#### EXERCISE INPUT

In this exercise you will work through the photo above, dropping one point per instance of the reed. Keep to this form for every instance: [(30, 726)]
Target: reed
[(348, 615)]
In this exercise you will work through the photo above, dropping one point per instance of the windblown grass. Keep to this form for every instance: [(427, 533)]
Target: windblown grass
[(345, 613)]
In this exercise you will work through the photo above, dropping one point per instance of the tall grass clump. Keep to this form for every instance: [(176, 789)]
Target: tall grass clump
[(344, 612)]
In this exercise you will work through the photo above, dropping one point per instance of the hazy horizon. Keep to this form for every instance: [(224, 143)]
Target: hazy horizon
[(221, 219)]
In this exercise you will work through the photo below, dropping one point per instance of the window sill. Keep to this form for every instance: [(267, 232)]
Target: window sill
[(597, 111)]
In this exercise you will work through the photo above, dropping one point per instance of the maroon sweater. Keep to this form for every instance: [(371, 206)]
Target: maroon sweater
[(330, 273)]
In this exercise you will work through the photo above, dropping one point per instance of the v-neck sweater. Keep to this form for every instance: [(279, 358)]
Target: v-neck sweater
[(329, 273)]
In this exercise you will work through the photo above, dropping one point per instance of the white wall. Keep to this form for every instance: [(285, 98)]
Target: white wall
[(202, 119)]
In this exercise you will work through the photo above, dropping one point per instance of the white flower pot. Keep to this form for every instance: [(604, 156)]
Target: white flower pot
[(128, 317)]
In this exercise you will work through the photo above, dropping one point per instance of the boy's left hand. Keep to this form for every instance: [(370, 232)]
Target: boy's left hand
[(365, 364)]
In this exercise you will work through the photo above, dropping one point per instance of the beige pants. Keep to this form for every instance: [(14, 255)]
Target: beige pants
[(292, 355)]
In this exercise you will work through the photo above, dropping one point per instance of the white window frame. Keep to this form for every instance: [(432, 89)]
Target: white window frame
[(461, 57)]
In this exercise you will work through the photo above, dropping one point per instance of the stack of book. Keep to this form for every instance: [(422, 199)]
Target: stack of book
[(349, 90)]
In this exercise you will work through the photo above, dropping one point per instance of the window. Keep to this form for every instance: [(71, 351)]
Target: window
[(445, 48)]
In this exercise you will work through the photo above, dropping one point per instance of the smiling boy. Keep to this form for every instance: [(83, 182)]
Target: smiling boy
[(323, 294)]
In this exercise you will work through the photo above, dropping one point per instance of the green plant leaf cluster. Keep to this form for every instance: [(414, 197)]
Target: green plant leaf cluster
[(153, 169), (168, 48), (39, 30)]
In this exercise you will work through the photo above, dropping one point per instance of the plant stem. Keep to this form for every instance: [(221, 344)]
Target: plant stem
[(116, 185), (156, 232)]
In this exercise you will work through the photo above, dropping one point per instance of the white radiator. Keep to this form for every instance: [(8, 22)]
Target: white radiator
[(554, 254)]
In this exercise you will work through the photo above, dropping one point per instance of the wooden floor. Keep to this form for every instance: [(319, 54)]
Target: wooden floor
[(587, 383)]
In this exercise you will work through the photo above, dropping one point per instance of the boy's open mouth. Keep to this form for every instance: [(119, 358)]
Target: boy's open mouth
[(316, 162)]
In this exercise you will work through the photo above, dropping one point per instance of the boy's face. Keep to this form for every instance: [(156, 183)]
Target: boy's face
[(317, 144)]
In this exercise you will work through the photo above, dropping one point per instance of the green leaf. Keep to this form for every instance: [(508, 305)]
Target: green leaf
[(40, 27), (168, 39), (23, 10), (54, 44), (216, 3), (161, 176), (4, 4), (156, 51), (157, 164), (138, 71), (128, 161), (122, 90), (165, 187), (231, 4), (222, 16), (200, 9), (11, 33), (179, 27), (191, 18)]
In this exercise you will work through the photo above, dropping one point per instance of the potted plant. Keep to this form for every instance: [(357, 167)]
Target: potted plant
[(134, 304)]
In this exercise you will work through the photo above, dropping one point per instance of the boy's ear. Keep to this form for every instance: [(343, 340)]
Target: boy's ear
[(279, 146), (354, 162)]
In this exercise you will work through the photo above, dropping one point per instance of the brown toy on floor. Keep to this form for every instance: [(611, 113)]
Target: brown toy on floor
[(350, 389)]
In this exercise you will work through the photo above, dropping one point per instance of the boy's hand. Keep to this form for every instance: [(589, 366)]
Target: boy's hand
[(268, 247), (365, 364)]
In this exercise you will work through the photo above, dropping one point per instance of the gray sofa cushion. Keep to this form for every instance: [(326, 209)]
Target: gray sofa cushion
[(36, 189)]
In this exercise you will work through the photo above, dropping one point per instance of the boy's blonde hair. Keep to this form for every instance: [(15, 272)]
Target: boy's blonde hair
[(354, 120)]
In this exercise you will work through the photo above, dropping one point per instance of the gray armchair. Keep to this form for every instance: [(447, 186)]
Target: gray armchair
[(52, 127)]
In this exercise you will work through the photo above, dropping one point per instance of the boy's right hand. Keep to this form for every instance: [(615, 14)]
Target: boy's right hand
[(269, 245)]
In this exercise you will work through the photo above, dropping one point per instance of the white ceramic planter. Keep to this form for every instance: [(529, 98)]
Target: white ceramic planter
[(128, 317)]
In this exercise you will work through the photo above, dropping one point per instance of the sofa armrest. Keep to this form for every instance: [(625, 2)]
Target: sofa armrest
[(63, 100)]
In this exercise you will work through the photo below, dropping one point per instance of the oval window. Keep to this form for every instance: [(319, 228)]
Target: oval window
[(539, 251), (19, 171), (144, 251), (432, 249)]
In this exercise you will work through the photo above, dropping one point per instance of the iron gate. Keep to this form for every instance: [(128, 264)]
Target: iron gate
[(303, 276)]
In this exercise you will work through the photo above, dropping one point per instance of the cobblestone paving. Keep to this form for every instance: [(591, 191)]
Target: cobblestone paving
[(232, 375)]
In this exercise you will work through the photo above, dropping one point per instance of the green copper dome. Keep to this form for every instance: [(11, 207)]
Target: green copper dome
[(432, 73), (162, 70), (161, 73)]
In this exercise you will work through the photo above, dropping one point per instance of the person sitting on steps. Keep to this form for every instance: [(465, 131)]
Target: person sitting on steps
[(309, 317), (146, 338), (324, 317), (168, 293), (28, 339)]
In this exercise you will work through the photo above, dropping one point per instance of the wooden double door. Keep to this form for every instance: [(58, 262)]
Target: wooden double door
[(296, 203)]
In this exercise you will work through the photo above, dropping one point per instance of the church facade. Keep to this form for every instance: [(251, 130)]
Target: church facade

#### REQUIREMENT
The entries above must be copied verbatim. Leave none out.

#### ANSWER SPACE
In this exercise you will work through the photo above, dropping one point per instance of the reed. Keep to this form for every instance: [(30, 726)]
Target: reed
[(348, 615)]
In this exercise you will work through the photo above, dropping one point per instance of the windblown grass. Keep to this form for every instance: [(427, 533)]
Target: windblown grass
[(345, 613)]
In this exercise you will work through the photo above, dropping one point per instance of the tall grass clump. Keep to this form for every instance: [(176, 789)]
Target: tall grass clump
[(344, 612)]
In this exercise you will work through the photo above, dropping one point per instance of the hazy horizon. Keep to this form for every instance: [(224, 143)]
Target: hazy horizon
[(221, 219)]
In this exercise you will work through the photo below, dropping one point per instance of the window sill. Keep to this form for every instance: [(267, 232)]
Target: window sill
[(597, 111)]
In this exercise you will work through the photo above, dropping one point per instance of the maroon sweater. Keep to this form for every instance: [(371, 206)]
Target: maroon sweater
[(330, 273)]
In this exercise you will work through the photo above, dropping one point per instance of the v-neck sweater. Keep to this form for every instance: [(279, 358)]
Target: v-neck sweater
[(329, 273)]
In this exercise you will work through the photo above, dropping one point per instance of the white wall. Keep to this form for every instance: [(285, 98)]
Target: white wall
[(202, 119)]
In this exercise you will work through the photo above, dropping one point per instance of the white flower pot. Keep to this form for every instance: [(604, 156)]
Target: white flower pot
[(128, 317)]
In this exercise you will work through the photo above, dropping one point per instance of the boy's left hand. Keep to this form for every instance: [(370, 232)]
Target: boy's left hand
[(365, 364)]
In this exercise you will work through the photo above, dropping one point per instance of the beige pants. Keep to this form for every instance: [(14, 255)]
Target: beige pants
[(292, 355)]
In this exercise you will work through the photo above, dropping one point per instance of the white window frame. Keep to this form for every instance: [(432, 89)]
Target: white window frame
[(461, 57)]
In this exercise you will work through the photo above, dropping one point per instance of the stack of book. Keep to this form for every instance: [(422, 199)]
Target: stack of book
[(349, 90)]
In this exercise you will work through the photo above, dropping one point per instance of the window. Keep to this form for every instance: [(71, 351)]
Target: window
[(445, 48)]
In this exercise you will work through the photo above, dropping one point per instance of the smiling boy. Keep to this form for every instance: [(83, 182)]
Target: smiling boy
[(323, 294)]
In this exercise you will work through the photo above, dropping one point per instance of the green plant leaf cluster. Keep to this form for every instance: [(414, 197)]
Target: green plant leaf cluster
[(153, 169), (168, 48), (39, 30)]
In this exercise you will work through the photo above, dropping one point per instance of the plant stem. Keep to this form for every instance: [(221, 344)]
Target: plant stem
[(116, 185), (156, 232)]
In this exercise you will work through the photo above, dropping one point per instance of the white radiator. Keep to this form for every instance: [(8, 22)]
Target: white radiator
[(554, 254)]
In this exercise you will work through the photo above, dropping one point per instance of the wooden floor. Keep to this form for every instance: [(319, 54)]
Target: wooden floor
[(587, 383)]
In this exercise you will work through the photo above, dropping one point per instance of the boy's open mouth. Keep to this form for every instance: [(119, 358)]
Target: boy's open mouth
[(316, 162)]
In this exercise you will work through the photo above, dropping one point per instance of the boy's face. Keep to this form for every instance: [(156, 183)]
Target: boy's face
[(317, 144)]
In this exercise you will work through the photo above, dropping one point per instance of the green leaf. Keep to this form for every instance: [(508, 305)]
Target: green leaf
[(40, 27), (168, 39), (23, 10), (54, 44), (216, 3), (161, 176), (4, 4), (156, 51), (157, 164), (138, 71), (128, 161), (122, 90), (165, 187), (231, 4), (222, 16), (200, 9), (11, 33), (179, 27), (191, 18)]
In this exercise you will work through the photo above, dropping one point per instance of the potted plant. Keep to this form for every instance: [(357, 167)]
Target: potted plant
[(134, 304)]
In this exercise you will work through the photo above, dropping one point per instance of the boy's ear. Keep to this form for every instance: [(343, 340)]
Target: boy's ear
[(279, 146), (354, 162)]
In this exercise you will work through the photo above, dropping one point per instance of the brown toy on floor. Keep to this form for every instance: [(611, 113)]
Target: brown toy on floor
[(350, 389)]
In this exercise you will work through the photo above, dropping one point per instance of the boy's hand. Keep to this form for every instance: [(589, 366)]
Target: boy's hand
[(268, 247), (365, 364)]
In this exercise you will work through the photo above, dropping one point per instance of the gray sofa cushion. Keep to this form for every instance: [(326, 209)]
Target: gray sofa cushion
[(36, 189)]
In this exercise you will work through the photo above, dropping one point per instance of the boy's blonde hair. Keep to this form for every instance: [(15, 272)]
Target: boy's blonde hair
[(354, 120)]
In this exercise you will work through the photo above, dropping one point per instance of the gray armchair. Keep to this form for every instance: [(447, 186)]
Target: gray armchair
[(52, 127)]
In this exercise you will work through the photo above, dropping one point per instance of the boy's right hand. Keep to this form for every instance: [(615, 14)]
Target: boy's right hand
[(269, 245)]
In this exercise you will work through the photo above, dropping one point per instance of the white ceramic planter. Keep to this form for every instance: [(529, 98)]
Target: white ceramic planter
[(128, 317)]
In this exercise you will work through the photo above, dropping one point per instance of the sofa armrest. Keep to this form for every instance: [(625, 2)]
Target: sofa armrest
[(63, 100)]
In this exercise you will work through the photo below, dropping one point per instance of the oval window. Keep to this form for every instance: [(319, 228)]
Target: oval window
[(539, 251), (19, 171), (144, 251), (432, 249)]
In this exercise you will work through the photo above, dropping one point per instance of the iron gate. Keep to this form for every instance: [(128, 264)]
Target: iron gate
[(303, 276)]
In this exercise you will work through the photo above, dropping one point per instance of the cobblestone paving. Keep to this form for every instance: [(591, 191)]
Target: cobblestone paving
[(232, 375)]
In this exercise you will work through the photo above, dropping one point per instance of the green copper dome. Keep to this form for every instance: [(11, 207)]
Target: green copper dome
[(432, 73), (162, 70), (161, 73)]
In this exercise you will work through the photo above, dropping one point per instance of the person sitting on steps. Keep to this form for every instance: [(465, 131)]
Target: person sitting on steps
[(309, 317), (146, 338), (324, 317), (168, 293), (28, 339)]
In this exercise you will work through the photo above, dropping one point per instance of the wooden double door. Keep to this form for every instance: [(58, 262)]
Target: wooden double door
[(296, 203)]
In this exercise you will work through the photo above, dropping one point per instance of the church facade. Keep to this form for every instance: [(251, 130)]
Target: church facade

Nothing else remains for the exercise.